Image-grounded pointing data:
++++++++++++++++++++
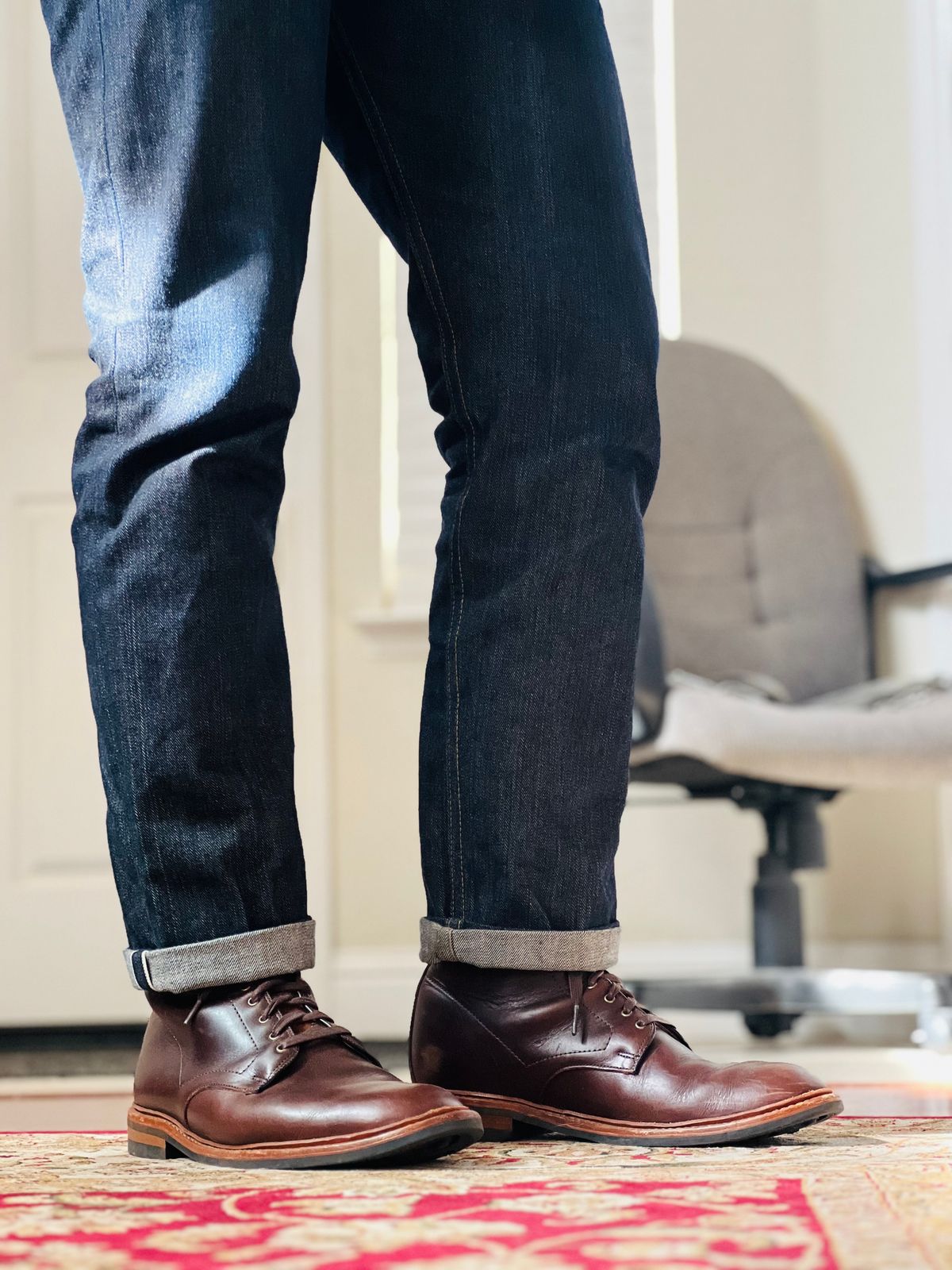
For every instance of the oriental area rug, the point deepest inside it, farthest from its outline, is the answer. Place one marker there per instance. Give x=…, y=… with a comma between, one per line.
x=854, y=1194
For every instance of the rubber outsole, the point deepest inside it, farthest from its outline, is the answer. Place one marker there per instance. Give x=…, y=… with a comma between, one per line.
x=152, y=1136
x=505, y=1119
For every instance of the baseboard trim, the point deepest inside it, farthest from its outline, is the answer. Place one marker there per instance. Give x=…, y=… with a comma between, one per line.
x=372, y=988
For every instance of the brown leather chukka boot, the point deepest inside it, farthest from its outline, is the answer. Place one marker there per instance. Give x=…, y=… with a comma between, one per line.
x=577, y=1053
x=258, y=1076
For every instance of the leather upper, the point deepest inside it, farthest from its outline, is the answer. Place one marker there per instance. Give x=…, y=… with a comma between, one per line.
x=511, y=1033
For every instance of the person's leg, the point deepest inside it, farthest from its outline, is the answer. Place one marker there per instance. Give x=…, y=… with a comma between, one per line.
x=492, y=145
x=196, y=130
x=197, y=127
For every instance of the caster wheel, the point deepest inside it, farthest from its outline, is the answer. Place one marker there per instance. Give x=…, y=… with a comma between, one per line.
x=770, y=1026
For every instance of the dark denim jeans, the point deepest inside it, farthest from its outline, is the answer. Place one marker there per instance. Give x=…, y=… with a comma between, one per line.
x=489, y=141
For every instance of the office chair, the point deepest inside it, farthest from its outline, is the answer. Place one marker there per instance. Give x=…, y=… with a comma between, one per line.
x=755, y=672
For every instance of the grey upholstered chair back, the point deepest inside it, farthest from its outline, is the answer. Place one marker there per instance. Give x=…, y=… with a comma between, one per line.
x=752, y=549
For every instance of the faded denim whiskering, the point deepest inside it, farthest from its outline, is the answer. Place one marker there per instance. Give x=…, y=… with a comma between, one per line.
x=490, y=145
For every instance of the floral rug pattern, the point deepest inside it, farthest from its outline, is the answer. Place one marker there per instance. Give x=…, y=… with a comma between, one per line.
x=854, y=1194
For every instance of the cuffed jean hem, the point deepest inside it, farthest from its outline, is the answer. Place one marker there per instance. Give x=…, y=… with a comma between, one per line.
x=520, y=950
x=230, y=959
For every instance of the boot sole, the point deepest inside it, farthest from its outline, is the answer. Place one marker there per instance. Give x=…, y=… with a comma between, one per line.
x=505, y=1119
x=441, y=1132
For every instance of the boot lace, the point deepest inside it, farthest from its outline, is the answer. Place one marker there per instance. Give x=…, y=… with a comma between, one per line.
x=613, y=991
x=296, y=1018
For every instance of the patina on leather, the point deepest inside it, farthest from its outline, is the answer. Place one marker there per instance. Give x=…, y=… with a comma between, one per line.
x=579, y=1053
x=260, y=1068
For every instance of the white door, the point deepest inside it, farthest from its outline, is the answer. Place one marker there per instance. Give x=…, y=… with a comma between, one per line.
x=60, y=921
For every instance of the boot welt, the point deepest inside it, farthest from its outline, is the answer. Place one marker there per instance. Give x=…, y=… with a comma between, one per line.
x=505, y=1118
x=440, y=1132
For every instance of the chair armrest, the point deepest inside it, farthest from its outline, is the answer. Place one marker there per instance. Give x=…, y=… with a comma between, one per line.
x=651, y=673
x=879, y=578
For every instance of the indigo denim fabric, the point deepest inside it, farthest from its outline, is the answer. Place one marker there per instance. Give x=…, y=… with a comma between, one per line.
x=490, y=144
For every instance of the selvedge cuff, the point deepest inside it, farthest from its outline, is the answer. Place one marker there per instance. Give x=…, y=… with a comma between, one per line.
x=520, y=950
x=230, y=959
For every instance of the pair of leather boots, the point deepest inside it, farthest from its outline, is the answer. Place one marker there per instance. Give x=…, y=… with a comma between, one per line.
x=258, y=1076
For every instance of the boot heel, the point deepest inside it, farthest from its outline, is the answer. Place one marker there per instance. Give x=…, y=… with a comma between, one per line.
x=497, y=1127
x=146, y=1143
x=146, y=1147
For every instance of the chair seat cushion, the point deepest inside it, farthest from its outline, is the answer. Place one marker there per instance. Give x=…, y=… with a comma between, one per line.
x=877, y=734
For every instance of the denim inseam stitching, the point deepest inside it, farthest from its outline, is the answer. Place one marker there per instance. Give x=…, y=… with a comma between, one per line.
x=465, y=416
x=121, y=245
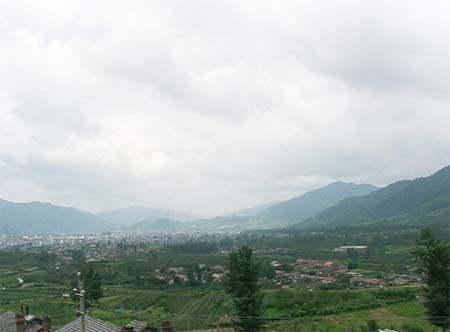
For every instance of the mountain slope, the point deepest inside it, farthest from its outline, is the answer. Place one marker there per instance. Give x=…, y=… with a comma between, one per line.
x=38, y=217
x=420, y=201
x=309, y=204
x=135, y=214
x=288, y=212
x=251, y=211
x=159, y=225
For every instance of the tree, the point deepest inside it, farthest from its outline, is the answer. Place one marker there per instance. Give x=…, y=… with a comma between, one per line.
x=241, y=282
x=434, y=256
x=92, y=283
x=372, y=325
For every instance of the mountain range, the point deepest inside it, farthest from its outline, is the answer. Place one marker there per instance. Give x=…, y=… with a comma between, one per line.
x=38, y=217
x=131, y=215
x=420, y=201
x=288, y=212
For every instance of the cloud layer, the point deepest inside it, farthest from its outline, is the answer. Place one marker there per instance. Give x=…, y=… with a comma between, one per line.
x=208, y=106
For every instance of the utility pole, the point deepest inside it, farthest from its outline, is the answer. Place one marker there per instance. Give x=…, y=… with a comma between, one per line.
x=81, y=294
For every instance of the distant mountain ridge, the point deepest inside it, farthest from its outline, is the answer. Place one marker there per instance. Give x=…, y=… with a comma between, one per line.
x=159, y=225
x=135, y=214
x=40, y=218
x=251, y=211
x=420, y=201
x=287, y=212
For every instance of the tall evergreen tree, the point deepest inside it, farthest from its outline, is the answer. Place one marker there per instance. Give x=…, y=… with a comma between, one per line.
x=92, y=283
x=434, y=256
x=241, y=282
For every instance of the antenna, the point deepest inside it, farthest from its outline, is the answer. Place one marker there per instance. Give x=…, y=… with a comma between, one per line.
x=82, y=296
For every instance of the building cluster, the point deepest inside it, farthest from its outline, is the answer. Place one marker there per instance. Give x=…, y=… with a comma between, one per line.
x=312, y=273
x=201, y=274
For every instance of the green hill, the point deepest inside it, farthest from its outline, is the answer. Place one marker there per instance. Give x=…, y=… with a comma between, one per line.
x=420, y=201
x=38, y=218
x=159, y=225
x=131, y=215
x=287, y=212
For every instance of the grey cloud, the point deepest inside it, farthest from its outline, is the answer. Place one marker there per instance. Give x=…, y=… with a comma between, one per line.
x=212, y=106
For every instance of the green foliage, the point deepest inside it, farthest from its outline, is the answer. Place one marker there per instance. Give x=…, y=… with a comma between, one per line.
x=420, y=201
x=434, y=256
x=372, y=325
x=92, y=283
x=241, y=282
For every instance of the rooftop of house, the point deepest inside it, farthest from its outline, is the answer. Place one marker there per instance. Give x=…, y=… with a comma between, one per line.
x=9, y=321
x=92, y=324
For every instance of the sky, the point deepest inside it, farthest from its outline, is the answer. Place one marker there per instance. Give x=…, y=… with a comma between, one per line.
x=211, y=106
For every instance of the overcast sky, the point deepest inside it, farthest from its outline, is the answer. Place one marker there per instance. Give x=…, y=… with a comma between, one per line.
x=209, y=106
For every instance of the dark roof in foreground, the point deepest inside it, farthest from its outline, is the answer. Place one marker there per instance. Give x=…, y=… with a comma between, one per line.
x=8, y=322
x=92, y=324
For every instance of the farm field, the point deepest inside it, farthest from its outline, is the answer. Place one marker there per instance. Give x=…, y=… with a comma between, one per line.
x=200, y=308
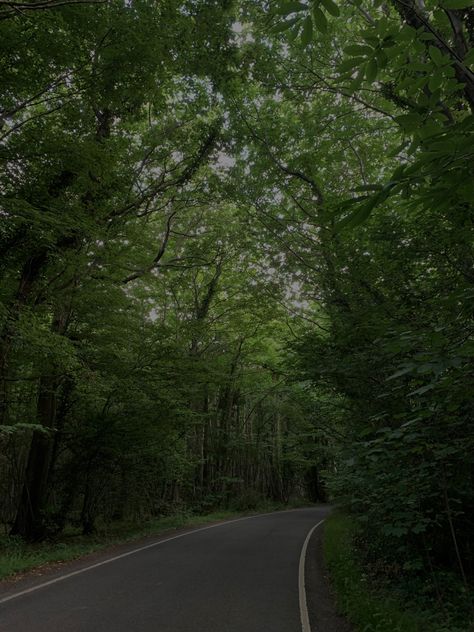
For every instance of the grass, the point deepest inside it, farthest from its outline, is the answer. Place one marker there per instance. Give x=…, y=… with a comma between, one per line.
x=376, y=608
x=17, y=556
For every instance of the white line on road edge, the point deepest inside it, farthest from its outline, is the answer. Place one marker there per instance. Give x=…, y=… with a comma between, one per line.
x=305, y=625
x=141, y=548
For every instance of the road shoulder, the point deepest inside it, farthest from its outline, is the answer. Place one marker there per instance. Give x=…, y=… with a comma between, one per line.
x=323, y=614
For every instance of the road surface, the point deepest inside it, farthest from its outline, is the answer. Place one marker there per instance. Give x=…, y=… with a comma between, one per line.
x=244, y=575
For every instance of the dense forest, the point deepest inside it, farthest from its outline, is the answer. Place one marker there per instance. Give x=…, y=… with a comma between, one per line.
x=237, y=264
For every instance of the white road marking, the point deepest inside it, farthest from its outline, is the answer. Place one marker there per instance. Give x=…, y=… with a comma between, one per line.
++++++++++++++++++++
-- What you are asked to do --
Give back the lines above exactly, from the one with "For every instance of the grass, the" through the last line.

-- Answer to the problem --
For every instance of the grass, the point deepest inside it, farthest from its outline, is the answer. Place one marker there per instance. Give x=…, y=… with a comma between, one per line.
x=376, y=608
x=17, y=556
For every instance of the white line on road edge, the point deepest inside it, farthest from its outline, is the answer. Place one marker there per instance. Give x=…, y=… with a comma between, one per line.
x=305, y=625
x=141, y=548
For every instance of the road shoulder, the point deepest inside it, farthest from its outline, is the answer. Place one marker there per instance. Give x=…, y=… with a comma between, one per line.
x=323, y=614
For every instance of the road surface, the point deepest inside it, farthest from its outline, is the answer. Place one marker there per instance. Give x=…, y=… with a comma between, one per line.
x=244, y=575
For every instance of the dense forest, the point deepest inside it, farthest from its outline, is the answer. Place one marker there per instance. Give x=…, y=… with a comma between, one per line.
x=237, y=264
For every instance of the white road marking, the point deepest inside it, farthest from its outline, is the answer. Place one marker there per instance. Give x=…, y=… with a comma between, one per line.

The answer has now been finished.